Source document:

— Start —

Some people think there's only so much money out there to borrow at a given time, and that by taking out big new deficits to fund tax cuts, "the government is competing with individuals and companies to borrow money from a limited source of lenders," as the Times puts it. When demand for credit outstrips supply, the price (i.e. interest rates) goes up.
This is a very common idea called "loanable funds theory." It's also wrong.
There's actually no ceiling on how much credit individual private banks can create. When you think about it, this is what made the bank runs of history possible. They had more deposits outstanding than money in the vault. Banks can take on too much risk, overextend themselves relative to their reserves, and collapse. But there's no finite pool of credit they can deplete.
As for the federal government, it's the issuer of the currency. It's literally the source for all U.S. dollars in the economy. Uncle Sam isn't in competition with anyone over a limited supply of funds. He can just make more.
The bottom line ought to be clear: If there's hunger out in the economy for more borrowing, that credit can always be created.
Then why do interest rates go up and down?
Well, higher interest rates allow banks to increase their profit margin. They charge higher rates because they can. If the economy is booming — if there's lots of market demand to tap, and lots of businesses looking to tap it — then banks know people can and will pay the higher price to borrow money. But if the economy is tepid, demand for borrowing will be tepid, too. And banks will lower their interest rates to avoid scaring off customers.
At the macroeconomic level, the interest rate that's profitable for banks is determined by the Federal Reserve. Nationally, interest rates go up and down because the central bank adjusts them. Again, if the economy is booming — if wages are rising and employers are running out of jobless people to employ — that might bleed into inflation. Then the Fed will hike its interest rate target to tap the brakes. Conversely, if the economy is sluggish or in recession, the Fed will cut interest rates to encourage investment and job creation.

— End —

Given problem: Carry on the passage about credit creation and interest rates from its final sentence. The listing that comes next is unrelated to the passage on interest rates and credit.

Data rows:
— Start —

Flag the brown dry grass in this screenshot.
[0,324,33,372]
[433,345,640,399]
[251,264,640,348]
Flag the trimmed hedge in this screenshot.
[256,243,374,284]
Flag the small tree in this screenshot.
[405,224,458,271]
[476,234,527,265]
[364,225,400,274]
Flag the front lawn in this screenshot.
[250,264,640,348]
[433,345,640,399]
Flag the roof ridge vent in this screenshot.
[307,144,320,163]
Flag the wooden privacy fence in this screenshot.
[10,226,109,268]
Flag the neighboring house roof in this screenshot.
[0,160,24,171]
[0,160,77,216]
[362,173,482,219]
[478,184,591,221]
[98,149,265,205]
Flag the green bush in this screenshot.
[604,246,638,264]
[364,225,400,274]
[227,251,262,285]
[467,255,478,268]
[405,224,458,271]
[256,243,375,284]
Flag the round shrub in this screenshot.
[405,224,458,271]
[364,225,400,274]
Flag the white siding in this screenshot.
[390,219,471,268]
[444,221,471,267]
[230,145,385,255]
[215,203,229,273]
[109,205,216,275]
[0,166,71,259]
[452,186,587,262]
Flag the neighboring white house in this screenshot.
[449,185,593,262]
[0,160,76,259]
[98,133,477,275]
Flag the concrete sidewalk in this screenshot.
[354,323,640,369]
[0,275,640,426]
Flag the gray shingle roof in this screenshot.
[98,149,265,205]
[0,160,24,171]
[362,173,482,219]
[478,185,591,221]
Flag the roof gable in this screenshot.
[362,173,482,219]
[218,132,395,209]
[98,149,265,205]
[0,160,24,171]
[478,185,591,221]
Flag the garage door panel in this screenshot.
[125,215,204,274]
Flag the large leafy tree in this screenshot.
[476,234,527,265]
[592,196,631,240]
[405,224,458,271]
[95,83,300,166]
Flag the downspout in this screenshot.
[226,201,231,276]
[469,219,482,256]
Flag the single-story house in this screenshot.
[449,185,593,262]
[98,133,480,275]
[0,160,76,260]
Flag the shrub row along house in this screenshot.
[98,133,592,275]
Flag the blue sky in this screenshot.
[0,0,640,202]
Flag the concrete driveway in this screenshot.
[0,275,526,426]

— End —

Result below:
The common thread is this: Higher interest rates are a sign of a booming economy. They rise when there's business to be done, and when businesses want to do it. They rise when lots of people are getting jobs, and when wages are increasing across the economy. If President Trump's new deficits drive up interest rates, it would be because the tax cuts succeeded in stimulating investment and employment.
Like a bodybuilder gradually taking on heavier weights, the economy can shoulder higher interest rates the stronger it becomes. Think about it at the individual level: Higher interest rates on home loans and credit cards worry us because wages have been stagnant for decades; because good jobs are scarce, financial insecurity is widespread, and inequality is soaring. That scares individuals and families, but it also scares businesses. They need confident consumers out there with money to burn. That way, when businesses borrow to expand storefronts and hiring, they know the investment will pay off. In a world where wage growth was high (especially for the lowest earners), where good jobs were abundant, and where wealth and incomes were broadly shared across the economy, what counted as "affordable" interest rates would be much different.
In fact, during the famous job and wage boom of the late 1990s, interest rates ranged between 5 and 6 percent. During the economic recoveries of the Reagan years, they got over 8 percent.
Today, interest rates are around 1.8 percent. We've got lots of room to grow.
Now, is it possible for interest rates to get too high, and choke off the very economic boom that drove them up?
Maybe. Sort of.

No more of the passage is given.